[[ Selected passage, beginning ]]

The round was led by Accel with participation from Upfront Ventures, Qualtrics co-founder Ryan Smith and LinkedIn, but what makes this investment remarkable is that it included 25 Black investors representing 20% of the investment.
One of those investors, James Lowery, who is a management consultant and entrepreneur, and was the first Black employee hired at McKinsey in 1968, sees the opportunity for this approach to be a model to attract investment from other under-represented groups.
“I know for a fact because of my friendship and my network that there are a lot of people, if they had the opportunity to invest in opportunities like this, they will do it, and they have the money to do it. And I think we can be the model for the nation,” Lowery said.
Unfortunately, there has been a dearth of Black VC investment in startups like Bevy. In fact, only around 3% of venture capitalists are Black and 81% of VC firms don’t have a single Black investor.
Kobie Fuller, who is general partner at investor Upfront Ventures, a Bevy board member and runs his own community called Valence, says that investments like this can lead to a flywheel effect that can lead to increasing Black investment in startups.

[[ Selected passage, end ]]

## Problems to solve
• 1. Answer these from the Bevy funding passage:
(a) Which firm led the round?
(b) In what year did James Lowery join McKinsey?
(c) What percentage of VC firms have no Black investor?
• 2. Continue the passage on Bevy's funding round, starting right after its last sentence.

[[ Raw data, beginning ]]

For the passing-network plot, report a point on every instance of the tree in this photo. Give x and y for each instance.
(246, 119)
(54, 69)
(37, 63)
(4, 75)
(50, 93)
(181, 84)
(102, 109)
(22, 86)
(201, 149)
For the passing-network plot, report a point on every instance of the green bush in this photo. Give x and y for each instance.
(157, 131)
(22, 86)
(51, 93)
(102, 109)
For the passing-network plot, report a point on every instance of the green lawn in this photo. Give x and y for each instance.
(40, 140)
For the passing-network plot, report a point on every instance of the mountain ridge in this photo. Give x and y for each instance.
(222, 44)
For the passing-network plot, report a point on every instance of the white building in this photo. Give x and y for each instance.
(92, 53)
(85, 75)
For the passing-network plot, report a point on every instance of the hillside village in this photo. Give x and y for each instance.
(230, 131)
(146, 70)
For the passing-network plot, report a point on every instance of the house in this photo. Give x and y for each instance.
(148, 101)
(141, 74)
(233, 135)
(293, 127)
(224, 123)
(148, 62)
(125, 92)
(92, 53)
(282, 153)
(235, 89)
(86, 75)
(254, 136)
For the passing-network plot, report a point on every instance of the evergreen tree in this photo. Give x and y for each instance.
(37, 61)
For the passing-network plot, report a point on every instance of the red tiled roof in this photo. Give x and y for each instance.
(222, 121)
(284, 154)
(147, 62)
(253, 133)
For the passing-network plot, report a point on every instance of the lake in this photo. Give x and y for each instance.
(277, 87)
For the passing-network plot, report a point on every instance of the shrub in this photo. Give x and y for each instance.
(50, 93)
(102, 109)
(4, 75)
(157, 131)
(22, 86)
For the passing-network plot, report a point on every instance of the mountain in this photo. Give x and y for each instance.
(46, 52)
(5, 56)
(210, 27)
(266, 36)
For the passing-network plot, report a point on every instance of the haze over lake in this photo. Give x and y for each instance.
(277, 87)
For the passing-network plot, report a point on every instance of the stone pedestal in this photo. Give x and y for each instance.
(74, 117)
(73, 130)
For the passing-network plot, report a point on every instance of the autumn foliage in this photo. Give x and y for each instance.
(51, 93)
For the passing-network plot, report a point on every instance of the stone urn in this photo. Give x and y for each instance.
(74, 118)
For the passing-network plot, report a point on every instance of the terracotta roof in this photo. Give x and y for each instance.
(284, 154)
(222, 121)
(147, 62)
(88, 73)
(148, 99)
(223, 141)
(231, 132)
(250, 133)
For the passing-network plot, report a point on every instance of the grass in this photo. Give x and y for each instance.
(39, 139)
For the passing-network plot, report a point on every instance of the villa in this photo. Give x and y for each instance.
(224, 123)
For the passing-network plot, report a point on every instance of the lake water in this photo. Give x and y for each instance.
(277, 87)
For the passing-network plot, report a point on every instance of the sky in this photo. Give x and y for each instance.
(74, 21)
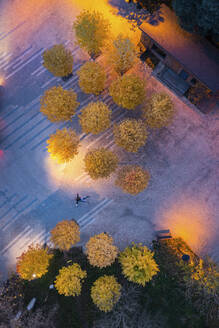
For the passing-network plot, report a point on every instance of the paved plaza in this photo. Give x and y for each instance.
(36, 193)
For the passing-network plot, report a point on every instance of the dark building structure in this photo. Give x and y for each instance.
(185, 62)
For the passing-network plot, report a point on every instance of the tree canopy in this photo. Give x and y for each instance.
(130, 134)
(63, 145)
(68, 281)
(121, 54)
(100, 250)
(65, 234)
(105, 292)
(92, 78)
(159, 111)
(95, 118)
(132, 179)
(58, 60)
(91, 29)
(100, 163)
(59, 104)
(33, 263)
(128, 91)
(138, 264)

[[ Raw data, end ]]

## Written answers
• 1.
(a) Accel
(b) 1968
(c) 81%

• 2.
“So for me, it’s about how do we get more Black investors on cap tables of companies early in their lifecycle before they go public, where wealth can be created. How do we get key members of executive teams being Black executives who have the ability to create wealth through options and equity. And how do we also make sure that we have proper representation on the boards of these companies, so that we can make sure that the CEOs and the C suite is held accountable towards the diversity goals,” Fuller said.
He sees a software platform like Bevy that facilitates community as a logical starting point for this approach, and the company needs to look like the broader communities it serves. “Making sure that our workforce is appropriately represented from a perspective of having appropriate level of Black employees to the board to the actual investors is just good business sense,” he said.
But the diversity angle doesn’t stop with the investor group. Bevy CEO and co-founder Derek Anderson says that last May when George Floyd was killed, his firm didn’t have a single person of color among the company’s 27 employees and not a single Black investor in his cap table. He wanted to change that, and he found that in diversifying, it not only was the right thing to do from a human perspective, it was also from a business one.
“We realized that if we really started including people from the Black and brown communities inside of Bevy that the collective bar of a talent was going to go up. We were going to look from a broader pool of candidates, and what we found as we’ve done this is that as the culture has started to change, the customer satisfaction is going up, our profits and our revenues — the trajectory is going up — and I see this thing is completely correlated,” Anderson said.
Last summer the company set a two year goal to get to 20% of employees being Black. While the number of employees is small, Bevy went from zero to 5% in June, and 10% by September. Today it is just under 15% and expects to hit the 20% goal by summer, a year ahead of the goal it set last year.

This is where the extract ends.